* STATED PROBLEM
Find every line in the records below that contains the word "tall", and copy each of those lines in full.

* LISTED ENTRIES

* * * * * * *

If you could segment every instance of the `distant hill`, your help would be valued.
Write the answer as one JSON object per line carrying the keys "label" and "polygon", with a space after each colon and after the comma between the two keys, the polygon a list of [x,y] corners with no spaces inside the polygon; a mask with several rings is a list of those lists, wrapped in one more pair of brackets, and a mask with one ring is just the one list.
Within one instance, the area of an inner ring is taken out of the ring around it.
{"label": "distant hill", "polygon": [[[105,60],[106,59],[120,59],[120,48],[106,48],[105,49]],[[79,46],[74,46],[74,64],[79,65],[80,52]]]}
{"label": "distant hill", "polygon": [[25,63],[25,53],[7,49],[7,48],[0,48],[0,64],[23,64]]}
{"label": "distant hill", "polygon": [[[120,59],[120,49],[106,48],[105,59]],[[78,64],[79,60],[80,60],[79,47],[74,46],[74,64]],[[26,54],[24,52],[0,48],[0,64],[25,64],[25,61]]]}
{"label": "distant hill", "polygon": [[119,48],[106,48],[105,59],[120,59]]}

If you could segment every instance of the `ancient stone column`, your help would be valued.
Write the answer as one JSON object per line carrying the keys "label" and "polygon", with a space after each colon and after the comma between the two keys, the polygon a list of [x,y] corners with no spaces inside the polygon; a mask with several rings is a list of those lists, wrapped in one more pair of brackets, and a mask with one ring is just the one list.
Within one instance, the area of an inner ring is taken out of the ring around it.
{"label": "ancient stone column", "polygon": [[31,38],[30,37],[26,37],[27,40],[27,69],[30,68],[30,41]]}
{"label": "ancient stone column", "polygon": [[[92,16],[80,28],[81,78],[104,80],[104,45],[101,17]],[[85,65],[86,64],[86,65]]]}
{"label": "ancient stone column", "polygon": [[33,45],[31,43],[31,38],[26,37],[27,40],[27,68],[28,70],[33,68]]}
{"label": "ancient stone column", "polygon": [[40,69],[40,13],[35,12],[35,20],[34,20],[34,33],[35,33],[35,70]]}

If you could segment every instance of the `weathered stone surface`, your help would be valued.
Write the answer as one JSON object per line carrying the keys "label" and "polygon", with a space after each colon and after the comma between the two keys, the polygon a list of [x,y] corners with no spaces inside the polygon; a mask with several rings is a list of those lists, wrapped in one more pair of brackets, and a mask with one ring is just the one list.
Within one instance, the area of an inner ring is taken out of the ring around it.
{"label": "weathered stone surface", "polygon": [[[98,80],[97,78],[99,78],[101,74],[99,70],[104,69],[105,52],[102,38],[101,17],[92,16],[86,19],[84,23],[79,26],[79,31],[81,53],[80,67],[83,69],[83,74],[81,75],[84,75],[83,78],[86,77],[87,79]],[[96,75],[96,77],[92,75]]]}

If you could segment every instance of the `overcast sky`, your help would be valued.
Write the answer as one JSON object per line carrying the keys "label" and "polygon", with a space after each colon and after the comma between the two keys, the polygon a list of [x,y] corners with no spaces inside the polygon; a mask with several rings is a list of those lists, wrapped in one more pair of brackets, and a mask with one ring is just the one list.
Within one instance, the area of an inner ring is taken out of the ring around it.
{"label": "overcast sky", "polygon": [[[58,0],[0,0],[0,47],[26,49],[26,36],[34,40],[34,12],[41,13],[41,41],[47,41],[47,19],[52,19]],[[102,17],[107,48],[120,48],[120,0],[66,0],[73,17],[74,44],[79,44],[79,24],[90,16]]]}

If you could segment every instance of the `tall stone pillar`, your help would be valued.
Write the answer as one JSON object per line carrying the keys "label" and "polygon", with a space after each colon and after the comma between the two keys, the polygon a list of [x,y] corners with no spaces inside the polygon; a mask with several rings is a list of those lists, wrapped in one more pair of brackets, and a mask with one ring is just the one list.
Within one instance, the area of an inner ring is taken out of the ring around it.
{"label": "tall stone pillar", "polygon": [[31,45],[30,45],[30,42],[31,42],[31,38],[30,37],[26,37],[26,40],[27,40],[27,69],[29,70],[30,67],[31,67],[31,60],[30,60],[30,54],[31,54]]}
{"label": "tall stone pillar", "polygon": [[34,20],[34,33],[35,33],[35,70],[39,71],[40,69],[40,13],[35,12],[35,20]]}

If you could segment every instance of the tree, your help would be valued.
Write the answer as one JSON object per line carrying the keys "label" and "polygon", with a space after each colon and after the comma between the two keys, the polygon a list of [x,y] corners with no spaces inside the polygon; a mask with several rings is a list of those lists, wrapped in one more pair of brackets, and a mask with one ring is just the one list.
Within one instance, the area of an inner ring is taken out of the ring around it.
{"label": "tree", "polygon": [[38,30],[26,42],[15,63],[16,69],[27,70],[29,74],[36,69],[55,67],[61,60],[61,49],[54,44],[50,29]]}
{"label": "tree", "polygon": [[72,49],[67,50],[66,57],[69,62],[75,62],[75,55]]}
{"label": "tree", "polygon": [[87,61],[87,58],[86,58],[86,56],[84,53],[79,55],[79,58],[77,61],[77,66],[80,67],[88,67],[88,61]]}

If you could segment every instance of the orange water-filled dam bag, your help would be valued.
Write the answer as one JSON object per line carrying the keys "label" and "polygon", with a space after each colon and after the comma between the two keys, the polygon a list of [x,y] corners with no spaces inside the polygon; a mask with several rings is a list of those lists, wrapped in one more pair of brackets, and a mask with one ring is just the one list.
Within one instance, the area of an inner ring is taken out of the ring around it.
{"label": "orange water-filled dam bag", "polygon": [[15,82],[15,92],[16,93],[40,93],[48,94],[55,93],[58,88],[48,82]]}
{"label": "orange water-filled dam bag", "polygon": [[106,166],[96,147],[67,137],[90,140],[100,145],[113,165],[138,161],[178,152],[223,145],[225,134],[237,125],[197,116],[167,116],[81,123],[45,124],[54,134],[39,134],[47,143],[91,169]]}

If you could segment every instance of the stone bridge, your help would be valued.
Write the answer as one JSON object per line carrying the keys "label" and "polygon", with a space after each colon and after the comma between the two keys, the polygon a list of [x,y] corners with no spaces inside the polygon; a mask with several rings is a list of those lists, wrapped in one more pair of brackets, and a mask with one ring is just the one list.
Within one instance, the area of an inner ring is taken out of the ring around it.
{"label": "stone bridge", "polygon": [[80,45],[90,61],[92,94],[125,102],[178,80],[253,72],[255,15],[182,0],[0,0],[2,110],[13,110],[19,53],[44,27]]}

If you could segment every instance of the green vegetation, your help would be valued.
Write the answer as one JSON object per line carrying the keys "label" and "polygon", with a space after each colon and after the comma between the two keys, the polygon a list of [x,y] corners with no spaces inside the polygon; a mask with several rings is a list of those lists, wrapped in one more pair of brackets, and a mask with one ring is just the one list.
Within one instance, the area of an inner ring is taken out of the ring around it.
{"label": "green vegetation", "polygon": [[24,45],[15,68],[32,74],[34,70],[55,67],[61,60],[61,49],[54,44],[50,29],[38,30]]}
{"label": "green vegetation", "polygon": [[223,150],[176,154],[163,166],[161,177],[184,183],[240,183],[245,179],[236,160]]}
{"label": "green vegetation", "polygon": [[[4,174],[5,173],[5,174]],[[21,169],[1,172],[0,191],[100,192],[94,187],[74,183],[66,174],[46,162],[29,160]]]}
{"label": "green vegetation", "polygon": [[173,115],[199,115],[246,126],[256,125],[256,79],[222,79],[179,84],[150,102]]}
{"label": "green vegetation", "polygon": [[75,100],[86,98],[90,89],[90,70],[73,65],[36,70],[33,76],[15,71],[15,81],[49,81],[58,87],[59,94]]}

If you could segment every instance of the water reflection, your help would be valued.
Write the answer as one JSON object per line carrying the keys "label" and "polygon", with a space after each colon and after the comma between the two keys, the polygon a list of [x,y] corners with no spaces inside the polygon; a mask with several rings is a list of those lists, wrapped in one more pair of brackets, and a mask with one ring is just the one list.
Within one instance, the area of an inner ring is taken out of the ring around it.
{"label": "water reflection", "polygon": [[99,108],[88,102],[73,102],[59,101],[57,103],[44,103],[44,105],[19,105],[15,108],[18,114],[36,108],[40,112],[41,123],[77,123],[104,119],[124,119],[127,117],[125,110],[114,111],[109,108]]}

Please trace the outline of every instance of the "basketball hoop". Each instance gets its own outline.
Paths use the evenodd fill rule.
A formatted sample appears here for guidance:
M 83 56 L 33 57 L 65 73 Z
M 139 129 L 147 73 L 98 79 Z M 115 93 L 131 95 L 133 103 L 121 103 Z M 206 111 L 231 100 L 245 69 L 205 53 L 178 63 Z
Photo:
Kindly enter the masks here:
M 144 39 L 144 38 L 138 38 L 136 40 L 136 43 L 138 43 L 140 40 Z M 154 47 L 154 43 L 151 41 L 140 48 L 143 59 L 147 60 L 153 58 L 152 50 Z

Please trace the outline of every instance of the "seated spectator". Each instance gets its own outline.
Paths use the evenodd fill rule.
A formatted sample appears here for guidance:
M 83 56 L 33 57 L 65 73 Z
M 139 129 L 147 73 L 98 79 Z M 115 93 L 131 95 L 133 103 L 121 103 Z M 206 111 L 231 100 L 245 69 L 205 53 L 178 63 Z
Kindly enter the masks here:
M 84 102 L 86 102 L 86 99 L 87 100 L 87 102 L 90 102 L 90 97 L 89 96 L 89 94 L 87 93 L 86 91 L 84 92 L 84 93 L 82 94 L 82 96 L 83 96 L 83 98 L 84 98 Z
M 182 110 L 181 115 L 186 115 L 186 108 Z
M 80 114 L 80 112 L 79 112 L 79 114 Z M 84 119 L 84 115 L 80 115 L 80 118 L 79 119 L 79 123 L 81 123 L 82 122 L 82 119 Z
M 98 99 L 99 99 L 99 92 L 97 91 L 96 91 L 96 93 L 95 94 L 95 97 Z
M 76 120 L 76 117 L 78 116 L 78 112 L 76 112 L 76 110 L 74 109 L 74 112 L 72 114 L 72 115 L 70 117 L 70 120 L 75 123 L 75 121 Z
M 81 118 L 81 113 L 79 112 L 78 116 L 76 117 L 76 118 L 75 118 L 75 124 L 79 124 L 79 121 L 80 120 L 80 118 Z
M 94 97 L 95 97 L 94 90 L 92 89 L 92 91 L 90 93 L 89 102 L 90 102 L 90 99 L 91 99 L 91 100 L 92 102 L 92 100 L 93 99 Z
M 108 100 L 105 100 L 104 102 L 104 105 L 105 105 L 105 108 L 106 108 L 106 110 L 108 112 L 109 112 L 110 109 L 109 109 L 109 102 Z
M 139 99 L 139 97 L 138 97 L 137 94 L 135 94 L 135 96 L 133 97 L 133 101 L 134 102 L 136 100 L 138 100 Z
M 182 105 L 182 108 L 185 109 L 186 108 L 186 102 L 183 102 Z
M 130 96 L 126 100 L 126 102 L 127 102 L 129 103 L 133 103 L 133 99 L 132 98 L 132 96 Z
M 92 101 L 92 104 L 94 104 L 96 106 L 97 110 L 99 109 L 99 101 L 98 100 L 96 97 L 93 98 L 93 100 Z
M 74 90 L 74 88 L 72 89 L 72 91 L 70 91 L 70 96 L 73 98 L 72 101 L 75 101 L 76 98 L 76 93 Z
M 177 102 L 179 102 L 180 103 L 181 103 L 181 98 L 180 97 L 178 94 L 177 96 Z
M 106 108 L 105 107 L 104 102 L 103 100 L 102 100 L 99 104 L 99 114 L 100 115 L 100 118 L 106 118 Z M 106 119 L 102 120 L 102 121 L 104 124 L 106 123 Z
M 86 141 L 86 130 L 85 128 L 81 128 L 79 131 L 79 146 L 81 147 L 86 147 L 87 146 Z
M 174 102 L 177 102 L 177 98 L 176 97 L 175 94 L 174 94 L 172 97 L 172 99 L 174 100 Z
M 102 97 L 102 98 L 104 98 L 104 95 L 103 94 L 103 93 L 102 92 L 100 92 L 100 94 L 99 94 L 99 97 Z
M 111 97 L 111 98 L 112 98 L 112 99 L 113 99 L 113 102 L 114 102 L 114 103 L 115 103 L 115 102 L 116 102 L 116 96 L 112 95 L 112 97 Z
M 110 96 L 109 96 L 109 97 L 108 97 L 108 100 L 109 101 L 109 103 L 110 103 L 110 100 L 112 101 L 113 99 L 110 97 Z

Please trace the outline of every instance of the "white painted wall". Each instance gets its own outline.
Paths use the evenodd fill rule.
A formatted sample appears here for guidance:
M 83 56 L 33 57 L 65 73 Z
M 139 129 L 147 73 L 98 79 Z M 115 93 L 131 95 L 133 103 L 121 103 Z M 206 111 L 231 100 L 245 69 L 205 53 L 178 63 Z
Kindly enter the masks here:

* * * * * * *

* COMPLETED TASK
If you could segment every instance of the `tall stone pillar`, your help would be valued.
{"label": "tall stone pillar", "polygon": [[31,45],[30,45],[30,42],[31,42],[31,38],[30,37],[26,37],[26,40],[27,40],[27,69],[29,70],[30,67],[31,67],[31,60],[30,60],[30,54],[31,54]]}
{"label": "tall stone pillar", "polygon": [[34,20],[34,33],[35,33],[35,70],[39,71],[40,69],[40,13],[35,12],[35,20]]}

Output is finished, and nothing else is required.